_Do this_
Replace "black jacket" with "leather jacket" throughout everything from the line containing "the truck tail" down to the line containing "point(212, 98)", and give those lines again with nothing else changed.

_Location identification records_
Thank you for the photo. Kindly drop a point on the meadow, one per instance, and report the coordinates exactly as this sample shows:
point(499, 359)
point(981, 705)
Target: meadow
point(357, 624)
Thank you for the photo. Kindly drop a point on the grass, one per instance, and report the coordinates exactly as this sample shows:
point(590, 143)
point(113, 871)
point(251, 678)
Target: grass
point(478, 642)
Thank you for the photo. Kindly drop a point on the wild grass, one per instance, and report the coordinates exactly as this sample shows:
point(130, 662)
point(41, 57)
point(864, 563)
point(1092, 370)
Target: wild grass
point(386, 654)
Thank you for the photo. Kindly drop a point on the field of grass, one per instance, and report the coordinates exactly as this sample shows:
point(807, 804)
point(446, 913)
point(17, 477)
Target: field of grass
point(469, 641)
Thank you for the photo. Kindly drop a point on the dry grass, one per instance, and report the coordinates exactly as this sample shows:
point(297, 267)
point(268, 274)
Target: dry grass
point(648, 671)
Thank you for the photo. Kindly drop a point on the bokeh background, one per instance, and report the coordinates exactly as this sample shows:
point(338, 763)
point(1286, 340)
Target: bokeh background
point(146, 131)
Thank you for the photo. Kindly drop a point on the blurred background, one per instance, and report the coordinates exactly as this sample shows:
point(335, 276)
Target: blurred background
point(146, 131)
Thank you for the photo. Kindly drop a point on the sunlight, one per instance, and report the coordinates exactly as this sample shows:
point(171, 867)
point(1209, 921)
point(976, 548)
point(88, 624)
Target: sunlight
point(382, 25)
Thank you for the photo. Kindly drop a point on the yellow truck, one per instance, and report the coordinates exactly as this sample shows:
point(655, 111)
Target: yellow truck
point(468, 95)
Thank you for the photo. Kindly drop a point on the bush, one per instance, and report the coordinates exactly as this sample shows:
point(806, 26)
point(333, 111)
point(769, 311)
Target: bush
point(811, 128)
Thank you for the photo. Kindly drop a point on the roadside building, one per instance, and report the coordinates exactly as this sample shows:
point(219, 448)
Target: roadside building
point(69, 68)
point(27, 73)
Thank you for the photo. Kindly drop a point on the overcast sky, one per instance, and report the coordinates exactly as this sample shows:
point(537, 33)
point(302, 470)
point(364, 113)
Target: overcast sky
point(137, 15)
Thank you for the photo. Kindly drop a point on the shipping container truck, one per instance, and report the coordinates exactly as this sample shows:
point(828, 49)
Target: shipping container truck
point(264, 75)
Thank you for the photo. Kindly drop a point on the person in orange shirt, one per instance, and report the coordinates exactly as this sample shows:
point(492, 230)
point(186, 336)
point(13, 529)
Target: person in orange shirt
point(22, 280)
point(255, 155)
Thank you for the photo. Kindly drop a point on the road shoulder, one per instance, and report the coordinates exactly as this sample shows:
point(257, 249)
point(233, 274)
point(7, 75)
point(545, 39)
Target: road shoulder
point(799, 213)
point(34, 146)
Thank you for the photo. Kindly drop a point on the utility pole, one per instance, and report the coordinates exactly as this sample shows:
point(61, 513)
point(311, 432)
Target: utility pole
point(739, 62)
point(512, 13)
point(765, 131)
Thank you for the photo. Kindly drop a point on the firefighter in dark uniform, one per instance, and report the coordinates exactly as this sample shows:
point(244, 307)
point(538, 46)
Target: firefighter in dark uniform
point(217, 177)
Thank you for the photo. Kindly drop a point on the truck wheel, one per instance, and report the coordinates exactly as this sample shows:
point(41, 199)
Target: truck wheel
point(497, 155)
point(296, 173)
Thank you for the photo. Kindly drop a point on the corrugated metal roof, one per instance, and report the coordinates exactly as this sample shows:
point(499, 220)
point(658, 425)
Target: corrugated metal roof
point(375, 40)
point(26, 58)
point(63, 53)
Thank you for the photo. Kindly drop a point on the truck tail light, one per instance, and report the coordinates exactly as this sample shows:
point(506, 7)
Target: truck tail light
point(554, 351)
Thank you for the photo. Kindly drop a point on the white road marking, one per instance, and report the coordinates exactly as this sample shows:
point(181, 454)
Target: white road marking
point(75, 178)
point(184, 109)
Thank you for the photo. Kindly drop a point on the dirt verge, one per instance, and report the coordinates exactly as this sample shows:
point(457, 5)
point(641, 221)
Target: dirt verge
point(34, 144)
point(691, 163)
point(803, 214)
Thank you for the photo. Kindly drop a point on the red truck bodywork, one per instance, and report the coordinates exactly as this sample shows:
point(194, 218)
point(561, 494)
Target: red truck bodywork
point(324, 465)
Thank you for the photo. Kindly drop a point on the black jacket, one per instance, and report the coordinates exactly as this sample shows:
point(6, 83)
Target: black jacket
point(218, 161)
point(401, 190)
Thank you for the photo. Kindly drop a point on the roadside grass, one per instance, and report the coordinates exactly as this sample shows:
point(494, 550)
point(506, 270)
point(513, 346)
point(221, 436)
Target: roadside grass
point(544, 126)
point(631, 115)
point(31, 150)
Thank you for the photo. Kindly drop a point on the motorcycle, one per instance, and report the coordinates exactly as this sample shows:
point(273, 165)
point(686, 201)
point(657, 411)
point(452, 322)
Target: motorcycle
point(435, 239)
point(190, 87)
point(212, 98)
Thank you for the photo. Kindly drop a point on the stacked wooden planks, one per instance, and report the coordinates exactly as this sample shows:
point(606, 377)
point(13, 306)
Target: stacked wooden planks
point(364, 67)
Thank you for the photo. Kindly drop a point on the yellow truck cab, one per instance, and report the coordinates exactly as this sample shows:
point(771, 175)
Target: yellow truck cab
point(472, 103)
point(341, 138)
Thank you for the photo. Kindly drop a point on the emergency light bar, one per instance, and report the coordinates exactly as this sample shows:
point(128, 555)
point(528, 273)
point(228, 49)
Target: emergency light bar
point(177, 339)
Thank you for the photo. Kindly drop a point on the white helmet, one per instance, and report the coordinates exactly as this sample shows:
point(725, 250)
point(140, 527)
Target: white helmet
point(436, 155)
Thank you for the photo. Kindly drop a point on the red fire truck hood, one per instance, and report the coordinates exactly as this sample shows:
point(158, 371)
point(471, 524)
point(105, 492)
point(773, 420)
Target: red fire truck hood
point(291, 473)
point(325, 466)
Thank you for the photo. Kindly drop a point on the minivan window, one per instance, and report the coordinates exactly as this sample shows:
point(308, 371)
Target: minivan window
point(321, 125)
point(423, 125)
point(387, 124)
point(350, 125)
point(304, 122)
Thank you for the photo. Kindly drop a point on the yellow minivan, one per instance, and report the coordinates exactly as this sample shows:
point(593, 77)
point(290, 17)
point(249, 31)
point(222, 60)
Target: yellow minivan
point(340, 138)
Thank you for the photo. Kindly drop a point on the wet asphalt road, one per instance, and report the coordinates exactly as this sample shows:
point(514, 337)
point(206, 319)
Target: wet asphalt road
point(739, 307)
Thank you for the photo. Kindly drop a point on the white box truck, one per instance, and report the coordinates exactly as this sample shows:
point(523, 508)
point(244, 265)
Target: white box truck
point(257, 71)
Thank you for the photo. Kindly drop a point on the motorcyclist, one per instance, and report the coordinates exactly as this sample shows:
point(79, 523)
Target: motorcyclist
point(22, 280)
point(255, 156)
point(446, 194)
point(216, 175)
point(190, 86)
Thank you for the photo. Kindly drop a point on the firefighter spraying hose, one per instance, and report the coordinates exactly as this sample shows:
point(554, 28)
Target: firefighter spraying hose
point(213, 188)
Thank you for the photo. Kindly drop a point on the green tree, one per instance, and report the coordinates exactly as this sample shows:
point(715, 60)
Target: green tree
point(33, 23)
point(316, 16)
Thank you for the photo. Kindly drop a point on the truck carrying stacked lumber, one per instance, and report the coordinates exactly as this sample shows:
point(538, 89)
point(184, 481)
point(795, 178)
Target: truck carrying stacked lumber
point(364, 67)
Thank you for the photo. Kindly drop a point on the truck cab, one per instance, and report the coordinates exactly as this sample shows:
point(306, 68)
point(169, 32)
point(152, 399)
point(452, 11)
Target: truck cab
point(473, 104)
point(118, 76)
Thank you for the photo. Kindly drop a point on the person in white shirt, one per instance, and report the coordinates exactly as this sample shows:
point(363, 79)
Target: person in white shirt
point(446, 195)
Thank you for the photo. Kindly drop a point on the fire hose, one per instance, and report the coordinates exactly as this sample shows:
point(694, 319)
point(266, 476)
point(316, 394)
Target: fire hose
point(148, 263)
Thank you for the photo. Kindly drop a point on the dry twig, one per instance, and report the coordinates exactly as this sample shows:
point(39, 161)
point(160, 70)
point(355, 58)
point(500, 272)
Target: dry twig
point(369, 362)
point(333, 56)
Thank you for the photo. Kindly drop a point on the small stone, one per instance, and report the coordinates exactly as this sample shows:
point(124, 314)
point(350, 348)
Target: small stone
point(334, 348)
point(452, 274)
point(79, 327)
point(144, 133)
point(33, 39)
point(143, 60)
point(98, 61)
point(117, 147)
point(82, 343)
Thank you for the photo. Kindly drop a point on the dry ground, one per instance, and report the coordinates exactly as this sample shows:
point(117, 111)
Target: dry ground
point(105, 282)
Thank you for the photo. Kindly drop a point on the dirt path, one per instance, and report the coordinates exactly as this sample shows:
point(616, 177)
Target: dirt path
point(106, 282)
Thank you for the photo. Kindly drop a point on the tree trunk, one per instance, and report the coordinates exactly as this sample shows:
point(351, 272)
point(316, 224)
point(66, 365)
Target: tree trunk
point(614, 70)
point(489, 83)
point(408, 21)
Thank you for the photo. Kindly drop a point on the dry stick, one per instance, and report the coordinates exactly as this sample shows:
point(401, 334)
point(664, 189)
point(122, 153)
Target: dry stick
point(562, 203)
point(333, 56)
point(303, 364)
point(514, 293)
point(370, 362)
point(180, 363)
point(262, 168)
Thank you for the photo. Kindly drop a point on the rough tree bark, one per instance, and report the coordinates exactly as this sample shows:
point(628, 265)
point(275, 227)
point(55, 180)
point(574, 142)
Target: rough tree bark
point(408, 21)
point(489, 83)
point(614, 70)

_Answer to the task_
Thank you for the photo. Kindly drop a point on the truck tail light, one per instance, and report the coordinates exactly as this sample shows:
point(506, 7)
Target: truck tail light
point(554, 351)
Thank you for the photo. Kindly drop a point on the white road marking, one per instance, and report the coordinates exactly as this sample shows:
point(181, 454)
Target: white road marking
point(75, 178)
point(184, 109)
Thank you for the photo. Kindly drop a point on the dirt verge, one per instance, and report the coordinates exactly as this sample shows:
point(457, 5)
point(641, 221)
Target: dirt verge
point(34, 144)
point(691, 163)
point(803, 214)
Thank you for the photo. Kindly drop a point on the red truck bodywork, one per instance, and report the coordinates exactly as this sample shows:
point(194, 218)
point(561, 494)
Target: red truck bodywork
point(324, 465)
Thank you for the photo. Kindly drop a point on the leather jacket, one per instance, and report the coordinates exactly as this sample shows:
point(6, 83)
Target: leather jacket
point(218, 161)
point(401, 190)
Thank you for the photo. Kindly drop a point on the roadside grass, one per instance, and report the coordinates exactly as this sample shows:
point(494, 550)
point(506, 270)
point(513, 346)
point(221, 436)
Target: roadside grass
point(544, 126)
point(631, 115)
point(31, 150)
Thank you for the photo. Kindly drop a point on the motorcycle, one per instance, and report the coordinates exactly as this sample shows:
point(273, 165)
point(686, 201)
point(657, 411)
point(452, 322)
Target: motorcycle
point(435, 239)
point(190, 87)
point(212, 98)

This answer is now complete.